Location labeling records
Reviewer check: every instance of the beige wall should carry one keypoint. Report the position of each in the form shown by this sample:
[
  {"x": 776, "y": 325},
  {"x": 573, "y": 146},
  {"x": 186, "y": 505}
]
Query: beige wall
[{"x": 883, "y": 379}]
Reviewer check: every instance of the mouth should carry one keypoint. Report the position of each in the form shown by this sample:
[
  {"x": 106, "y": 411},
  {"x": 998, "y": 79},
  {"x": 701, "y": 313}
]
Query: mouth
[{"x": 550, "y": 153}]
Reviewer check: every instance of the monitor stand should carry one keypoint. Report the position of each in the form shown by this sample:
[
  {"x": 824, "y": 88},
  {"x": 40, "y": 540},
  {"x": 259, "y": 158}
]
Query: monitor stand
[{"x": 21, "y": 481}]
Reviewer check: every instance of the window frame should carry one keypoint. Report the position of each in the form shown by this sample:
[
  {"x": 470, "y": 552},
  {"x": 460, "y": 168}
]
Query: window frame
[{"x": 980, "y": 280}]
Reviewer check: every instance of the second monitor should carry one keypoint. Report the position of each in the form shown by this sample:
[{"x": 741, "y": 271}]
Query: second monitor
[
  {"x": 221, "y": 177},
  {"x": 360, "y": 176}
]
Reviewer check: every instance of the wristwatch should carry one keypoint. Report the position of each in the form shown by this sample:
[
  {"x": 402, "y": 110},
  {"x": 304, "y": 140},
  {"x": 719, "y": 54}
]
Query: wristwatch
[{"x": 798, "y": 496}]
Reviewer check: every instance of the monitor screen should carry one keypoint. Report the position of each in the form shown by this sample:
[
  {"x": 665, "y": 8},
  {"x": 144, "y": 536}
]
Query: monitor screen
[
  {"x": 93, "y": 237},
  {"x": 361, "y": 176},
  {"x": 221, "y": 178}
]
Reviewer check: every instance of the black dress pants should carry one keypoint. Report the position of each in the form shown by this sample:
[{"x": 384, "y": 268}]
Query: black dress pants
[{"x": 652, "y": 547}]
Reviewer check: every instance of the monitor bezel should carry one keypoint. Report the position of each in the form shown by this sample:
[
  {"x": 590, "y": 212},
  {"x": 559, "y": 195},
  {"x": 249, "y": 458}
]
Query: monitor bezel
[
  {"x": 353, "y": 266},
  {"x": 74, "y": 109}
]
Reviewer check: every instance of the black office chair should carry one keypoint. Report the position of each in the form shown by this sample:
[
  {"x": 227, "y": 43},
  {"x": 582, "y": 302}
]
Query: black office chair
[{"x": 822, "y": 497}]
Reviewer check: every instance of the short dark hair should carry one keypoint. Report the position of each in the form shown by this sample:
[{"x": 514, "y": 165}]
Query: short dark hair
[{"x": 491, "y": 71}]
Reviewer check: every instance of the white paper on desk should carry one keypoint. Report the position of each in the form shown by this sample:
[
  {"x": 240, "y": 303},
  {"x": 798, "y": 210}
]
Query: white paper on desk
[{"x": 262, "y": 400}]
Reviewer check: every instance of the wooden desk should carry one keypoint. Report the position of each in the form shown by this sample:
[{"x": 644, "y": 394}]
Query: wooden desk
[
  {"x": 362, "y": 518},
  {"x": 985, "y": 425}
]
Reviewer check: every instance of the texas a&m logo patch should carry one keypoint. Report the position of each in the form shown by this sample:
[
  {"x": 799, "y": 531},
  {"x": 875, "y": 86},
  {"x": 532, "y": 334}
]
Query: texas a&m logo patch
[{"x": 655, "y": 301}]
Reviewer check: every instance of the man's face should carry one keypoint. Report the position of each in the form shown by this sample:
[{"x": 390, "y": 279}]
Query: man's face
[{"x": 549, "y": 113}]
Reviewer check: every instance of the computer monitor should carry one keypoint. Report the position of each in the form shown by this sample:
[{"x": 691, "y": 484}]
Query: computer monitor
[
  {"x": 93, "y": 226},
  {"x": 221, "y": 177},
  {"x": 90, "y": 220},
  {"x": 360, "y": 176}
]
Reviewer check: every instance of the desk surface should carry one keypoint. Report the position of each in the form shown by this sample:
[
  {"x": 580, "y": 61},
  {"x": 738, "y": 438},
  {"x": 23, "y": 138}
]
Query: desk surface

Your task: Copy everything from the line containing "Reviewer check: every instance of the computer" down to the end of the items, and shift every coordinate in the answers by adding 89 to it. Keep the requests and their format samples unchanged.

Result of this task:
Reviewer check: every instance of the computer monitor should carry one keypoint. Report the position of each in the form shown by this sample:
[{"x": 691, "y": 484}]
Query: computer monitor
[
  {"x": 182, "y": 315},
  {"x": 310, "y": 266},
  {"x": 179, "y": 309},
  {"x": 449, "y": 265}
]
Reviewer check: every instance of the desk surface should carry one keypoint. Report the position of each in the form shown by this sample:
[
  {"x": 580, "y": 61},
  {"x": 738, "y": 438},
  {"x": 23, "y": 138}
]
Query: desk surface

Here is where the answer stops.